» The task
Your reply should be the complete data, reproduced exactly.

━━━━━ Information supplied ━━━━━

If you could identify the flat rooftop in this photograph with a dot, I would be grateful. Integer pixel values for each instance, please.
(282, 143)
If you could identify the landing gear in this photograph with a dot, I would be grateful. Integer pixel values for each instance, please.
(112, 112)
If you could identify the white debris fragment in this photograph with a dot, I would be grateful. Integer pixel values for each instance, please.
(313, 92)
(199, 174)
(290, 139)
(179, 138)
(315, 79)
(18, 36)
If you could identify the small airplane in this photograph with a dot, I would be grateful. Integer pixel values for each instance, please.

━━━━━

» Result
If you could identify the flat rooftop in this photograph with a dot, I would be grateful. Integer pixel values for each instance, please.
(282, 143)
If you could identify the landing gear in this photograph with a dot, I would be grateful. Integer pixel values for each instance, please.
(112, 112)
If you could identify the white debris fragment in this photograph with a dot, I would be grateful. Integer pixel values for each instance, please.
(313, 92)
(199, 174)
(290, 139)
(179, 138)
(315, 79)
(18, 36)
If you could identify the small airplane in this photograph with a dot, I would be grateful. Integer pixel values for each instance, please.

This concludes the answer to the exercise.